Brief 1:
Using the pyrolysis passage, answer each question briefly.
(a) Which gases does the passage say deoxygenation produces?
(b) To what does the passage attribute the high amounts of solid residue?
(c) In the chromatogram of the liquid product from oleic acid, which peak is the only one noted?
Brief 2: Write the next part of the pyrolysis passage, starting after its last sentence.

Source text:
▼
Figure 1B shows the gas yield at different temperatures. The amount of gas produced increased as the temperature increased for both samples. This phenomenon was due to the increase in deoxygenation, which results in the production of CO and CO2, and cracking reactions, which are responsible for the production of light hydrocarbon gases such as methane, with rising temperatures. Figure 1C shows the solid residues that were collected in pyrolysis of oleic acid and the organic phase from hydrolyzed biosolids at different temperatures. At all temperatures, the solid residues produced from pyrolysis of the organic fraction from biosolids hydrolysates were significantly higher than those obtained from pyrolysis of oleic acid. The high amounts of residue could likely be attributed to the presence of substances that were not soluble in pentane. These substances are generally high molecular weight aromatic compounds that are formed as a result of polymerization of monoaromatic compounds (Asomaning et al. 2014a; Jenab et al. 2014; Maher and Bressler 2007). Xia et al. (2019) showed that the organic fraction from hydrolysis of biosolids contained a significant amount of oxygen-free hydrocarbons including aromatic compounds in addition to the free fatty acids. Thus, the presence of the aromatic compounds in the organic fraction from hydrolysis of biosolids could accelerate the formation of polyaromatic hydrocarbons and hence the amount of solids. In addition, Xia et al. (2019) reported the presence of compounds with molecular weights comparable with diacylglycerols. These would be expected to further impact the amount of solids formed during the pyrolysis of the organic fraction from biosolids hydrolysis through dimerization, oligomerization, and polymerization. Furthermore, the chromatogram derived from the liquid product generated through pyrolysis of the organic fraction obtained from hydrolysis of biosolids demonstrates the presence of substances with high molecular weight (retention time higher than 20 min) whereas in those obtained using oleic acid, there is the absence of any appreciable amounts of compounds besides the C18:0 peak.
▲
Provided records:
▼
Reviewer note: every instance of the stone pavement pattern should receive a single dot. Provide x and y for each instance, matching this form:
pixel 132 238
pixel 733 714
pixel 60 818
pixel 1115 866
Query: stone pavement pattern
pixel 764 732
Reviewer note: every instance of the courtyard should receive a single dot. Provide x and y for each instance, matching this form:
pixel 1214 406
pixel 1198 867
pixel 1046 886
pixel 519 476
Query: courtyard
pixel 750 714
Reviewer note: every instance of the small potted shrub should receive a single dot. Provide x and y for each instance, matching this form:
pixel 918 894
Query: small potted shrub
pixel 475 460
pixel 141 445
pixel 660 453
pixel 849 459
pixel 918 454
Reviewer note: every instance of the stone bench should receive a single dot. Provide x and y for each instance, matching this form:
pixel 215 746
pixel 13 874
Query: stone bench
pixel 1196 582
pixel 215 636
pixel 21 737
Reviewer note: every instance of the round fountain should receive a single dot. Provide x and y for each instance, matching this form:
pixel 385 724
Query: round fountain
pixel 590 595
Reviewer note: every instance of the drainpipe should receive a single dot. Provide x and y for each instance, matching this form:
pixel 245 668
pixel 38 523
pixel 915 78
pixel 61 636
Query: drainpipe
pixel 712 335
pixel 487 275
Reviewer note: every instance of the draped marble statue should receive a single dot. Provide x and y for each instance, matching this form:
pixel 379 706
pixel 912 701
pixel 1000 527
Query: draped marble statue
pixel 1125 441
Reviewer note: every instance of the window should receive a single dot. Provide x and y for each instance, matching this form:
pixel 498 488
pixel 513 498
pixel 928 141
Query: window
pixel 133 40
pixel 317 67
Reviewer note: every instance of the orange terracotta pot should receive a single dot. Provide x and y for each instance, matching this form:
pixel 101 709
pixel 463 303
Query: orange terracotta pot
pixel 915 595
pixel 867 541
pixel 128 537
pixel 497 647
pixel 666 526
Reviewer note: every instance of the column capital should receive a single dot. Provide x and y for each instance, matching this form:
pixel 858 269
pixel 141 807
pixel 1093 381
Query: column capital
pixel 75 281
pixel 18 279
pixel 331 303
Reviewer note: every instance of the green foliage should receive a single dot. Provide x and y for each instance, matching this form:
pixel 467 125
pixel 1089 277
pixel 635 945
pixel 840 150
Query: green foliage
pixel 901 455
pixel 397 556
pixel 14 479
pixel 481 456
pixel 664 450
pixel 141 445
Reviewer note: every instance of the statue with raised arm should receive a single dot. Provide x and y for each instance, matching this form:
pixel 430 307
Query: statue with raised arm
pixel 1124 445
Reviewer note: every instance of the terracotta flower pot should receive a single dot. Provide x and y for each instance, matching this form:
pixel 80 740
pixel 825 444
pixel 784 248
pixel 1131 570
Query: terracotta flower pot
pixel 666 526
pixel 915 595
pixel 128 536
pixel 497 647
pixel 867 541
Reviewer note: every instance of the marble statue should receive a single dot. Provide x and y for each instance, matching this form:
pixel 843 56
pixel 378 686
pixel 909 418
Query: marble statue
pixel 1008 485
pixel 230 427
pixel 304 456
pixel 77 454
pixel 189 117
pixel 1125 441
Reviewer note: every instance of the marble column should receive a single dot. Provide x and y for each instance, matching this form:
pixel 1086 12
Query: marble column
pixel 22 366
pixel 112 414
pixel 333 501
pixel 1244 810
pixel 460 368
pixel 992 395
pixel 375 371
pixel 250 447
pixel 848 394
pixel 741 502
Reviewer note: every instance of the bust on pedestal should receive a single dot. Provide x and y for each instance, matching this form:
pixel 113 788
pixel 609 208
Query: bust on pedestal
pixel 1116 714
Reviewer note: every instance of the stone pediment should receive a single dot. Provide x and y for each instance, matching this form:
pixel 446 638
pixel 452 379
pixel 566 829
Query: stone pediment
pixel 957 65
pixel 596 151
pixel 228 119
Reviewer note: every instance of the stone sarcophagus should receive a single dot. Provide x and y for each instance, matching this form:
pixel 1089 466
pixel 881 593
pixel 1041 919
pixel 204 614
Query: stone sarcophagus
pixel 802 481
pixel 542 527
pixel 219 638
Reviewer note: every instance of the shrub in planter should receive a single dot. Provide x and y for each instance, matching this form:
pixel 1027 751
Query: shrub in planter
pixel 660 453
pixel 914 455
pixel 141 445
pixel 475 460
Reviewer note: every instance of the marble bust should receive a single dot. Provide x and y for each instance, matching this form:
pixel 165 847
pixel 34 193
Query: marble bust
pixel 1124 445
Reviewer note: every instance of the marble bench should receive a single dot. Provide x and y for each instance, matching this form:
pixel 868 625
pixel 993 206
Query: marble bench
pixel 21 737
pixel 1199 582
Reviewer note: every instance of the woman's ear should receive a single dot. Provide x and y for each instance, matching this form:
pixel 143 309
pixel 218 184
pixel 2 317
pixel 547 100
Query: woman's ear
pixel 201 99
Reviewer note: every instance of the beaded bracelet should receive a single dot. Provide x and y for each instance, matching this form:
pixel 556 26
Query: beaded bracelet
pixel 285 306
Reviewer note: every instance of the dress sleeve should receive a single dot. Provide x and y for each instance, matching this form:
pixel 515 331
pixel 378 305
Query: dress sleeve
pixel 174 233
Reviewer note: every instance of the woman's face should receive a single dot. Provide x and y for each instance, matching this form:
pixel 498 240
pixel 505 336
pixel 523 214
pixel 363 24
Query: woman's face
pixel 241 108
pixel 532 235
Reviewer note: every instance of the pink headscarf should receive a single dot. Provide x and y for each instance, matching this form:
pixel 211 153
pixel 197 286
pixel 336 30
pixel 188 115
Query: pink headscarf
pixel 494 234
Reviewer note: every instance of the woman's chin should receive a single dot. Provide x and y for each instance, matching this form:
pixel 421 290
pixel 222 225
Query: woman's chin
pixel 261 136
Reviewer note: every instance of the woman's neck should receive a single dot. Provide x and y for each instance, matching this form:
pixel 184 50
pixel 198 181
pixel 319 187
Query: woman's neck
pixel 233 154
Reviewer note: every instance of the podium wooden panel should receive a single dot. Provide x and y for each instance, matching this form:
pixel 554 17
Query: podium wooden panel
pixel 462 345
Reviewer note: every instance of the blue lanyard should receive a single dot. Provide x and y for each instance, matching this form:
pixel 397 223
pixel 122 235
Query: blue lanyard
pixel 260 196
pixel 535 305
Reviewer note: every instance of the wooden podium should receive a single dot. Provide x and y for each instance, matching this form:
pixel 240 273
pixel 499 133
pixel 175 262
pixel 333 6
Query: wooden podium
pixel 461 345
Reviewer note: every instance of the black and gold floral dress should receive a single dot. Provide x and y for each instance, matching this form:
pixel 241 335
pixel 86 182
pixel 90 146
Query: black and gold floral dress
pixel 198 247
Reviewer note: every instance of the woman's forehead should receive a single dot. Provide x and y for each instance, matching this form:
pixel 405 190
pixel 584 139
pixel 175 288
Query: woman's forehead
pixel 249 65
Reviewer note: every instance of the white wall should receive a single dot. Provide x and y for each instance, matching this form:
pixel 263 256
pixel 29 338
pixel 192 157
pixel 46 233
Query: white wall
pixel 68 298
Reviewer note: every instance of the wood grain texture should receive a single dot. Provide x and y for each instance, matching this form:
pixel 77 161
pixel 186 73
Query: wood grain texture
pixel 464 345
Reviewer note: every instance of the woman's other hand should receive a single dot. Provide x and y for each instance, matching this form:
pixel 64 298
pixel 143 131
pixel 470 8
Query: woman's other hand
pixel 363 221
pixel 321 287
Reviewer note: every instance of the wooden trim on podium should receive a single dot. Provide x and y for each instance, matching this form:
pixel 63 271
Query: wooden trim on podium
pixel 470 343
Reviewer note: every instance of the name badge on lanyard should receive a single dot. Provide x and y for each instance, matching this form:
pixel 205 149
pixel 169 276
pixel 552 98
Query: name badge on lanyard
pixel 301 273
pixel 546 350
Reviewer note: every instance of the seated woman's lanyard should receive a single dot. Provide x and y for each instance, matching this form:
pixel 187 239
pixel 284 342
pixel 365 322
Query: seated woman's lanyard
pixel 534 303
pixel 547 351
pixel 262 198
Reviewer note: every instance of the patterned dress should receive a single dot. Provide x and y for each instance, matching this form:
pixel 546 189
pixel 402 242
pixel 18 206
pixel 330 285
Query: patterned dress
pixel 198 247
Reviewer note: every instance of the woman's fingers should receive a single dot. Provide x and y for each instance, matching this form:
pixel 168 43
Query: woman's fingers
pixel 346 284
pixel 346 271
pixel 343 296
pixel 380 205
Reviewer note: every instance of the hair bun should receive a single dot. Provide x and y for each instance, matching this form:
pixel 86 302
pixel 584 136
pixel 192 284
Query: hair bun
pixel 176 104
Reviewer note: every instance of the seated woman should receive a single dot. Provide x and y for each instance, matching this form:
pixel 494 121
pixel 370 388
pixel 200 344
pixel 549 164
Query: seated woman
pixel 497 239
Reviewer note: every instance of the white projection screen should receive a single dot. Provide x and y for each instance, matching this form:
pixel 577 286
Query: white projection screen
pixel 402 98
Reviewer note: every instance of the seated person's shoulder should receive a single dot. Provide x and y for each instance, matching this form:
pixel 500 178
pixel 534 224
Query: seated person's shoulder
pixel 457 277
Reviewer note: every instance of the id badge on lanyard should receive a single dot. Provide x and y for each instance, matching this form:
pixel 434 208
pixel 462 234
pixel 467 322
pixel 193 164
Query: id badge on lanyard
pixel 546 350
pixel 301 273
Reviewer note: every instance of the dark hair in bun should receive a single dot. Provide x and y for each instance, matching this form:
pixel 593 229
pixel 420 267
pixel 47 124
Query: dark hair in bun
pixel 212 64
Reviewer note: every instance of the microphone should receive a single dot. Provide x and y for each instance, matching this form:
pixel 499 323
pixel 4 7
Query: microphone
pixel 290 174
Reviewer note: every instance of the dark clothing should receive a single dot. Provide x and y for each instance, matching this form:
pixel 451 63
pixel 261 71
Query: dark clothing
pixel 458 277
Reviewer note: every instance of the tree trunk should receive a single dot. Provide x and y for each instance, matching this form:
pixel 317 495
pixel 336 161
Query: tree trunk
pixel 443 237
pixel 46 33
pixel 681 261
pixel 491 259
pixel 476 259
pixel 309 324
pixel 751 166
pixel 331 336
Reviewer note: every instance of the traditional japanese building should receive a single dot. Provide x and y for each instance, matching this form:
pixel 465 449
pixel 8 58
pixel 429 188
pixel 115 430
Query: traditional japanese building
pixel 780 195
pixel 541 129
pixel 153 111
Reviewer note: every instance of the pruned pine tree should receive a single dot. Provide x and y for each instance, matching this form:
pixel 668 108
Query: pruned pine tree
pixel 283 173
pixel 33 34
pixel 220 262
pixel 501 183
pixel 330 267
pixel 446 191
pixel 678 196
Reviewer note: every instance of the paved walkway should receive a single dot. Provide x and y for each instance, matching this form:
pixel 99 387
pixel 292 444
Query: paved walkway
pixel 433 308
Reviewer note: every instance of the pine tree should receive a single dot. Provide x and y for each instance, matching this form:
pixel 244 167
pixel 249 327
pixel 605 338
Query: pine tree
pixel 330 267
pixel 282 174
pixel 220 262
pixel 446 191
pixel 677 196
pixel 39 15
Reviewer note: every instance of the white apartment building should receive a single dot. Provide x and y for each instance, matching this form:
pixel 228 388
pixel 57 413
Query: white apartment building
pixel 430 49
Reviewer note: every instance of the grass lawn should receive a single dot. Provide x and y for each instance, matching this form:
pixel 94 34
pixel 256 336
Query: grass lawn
▲
Task result 1:
(a) CO and CO2.
(b) Substances that were not soluble in pentane.
(c) The C18:0 peak.

Task result 2:
When the temperature was increased to 450 °C, the solid residues from the organic fraction of hydrolyzed biosolids did not significantly change, whereas the solid residues from pyrolysis of oleic acid increased. This increase in solid residues from pyrolysis of oleic acid at 450 °C is in agreement with previously reported non-catalytic oleic acid pyrolysis, which is often attributed to the polymerization of aromatic compounds at this temperature (Asomaning et al. 2014a; Jenab et al. 2014; Maher and Bressler 2007); these reactions may cause an increase in residues.

Liquid fraction composition

To evaluate the pyrolysis of the organic phase of hydrolyzed biosolids, the GC-MS chromatogram of the liquid product obtained through pyrolysis at 410 °C was compared with that obtained from pyrolysis of oleic acid under the same condition (Fig. 2). As seen in this figure, alkanes ranging from C7 to C18 hydrocarbons were detected in the liquid products. A similar observation was also made in the liquid pyrolysis products at 430 and 450 °C. It is important to note that the compounds reported here have molecular weights that are higher than n-hexane because the peaks for equal or smaller molecular weight compounds could not be analyzed due to solvent peak overlap. The product distribution of oleic acid pyrolysis obtained in this study was in agreement with that reported by Asomaning et al. (2014a) and showed that the main products were n-alkanes that are likely compatible with existing petroleum-derived fuels.

Fig. 2
figure 2

Identification of peaks in GC-MS chromatograms derived from the liquid product obtained following pyrolysis at 410 °C using the organic phase extracted from hydrolyzed biosolids (A) or oleic acid, a model fatty acid (B)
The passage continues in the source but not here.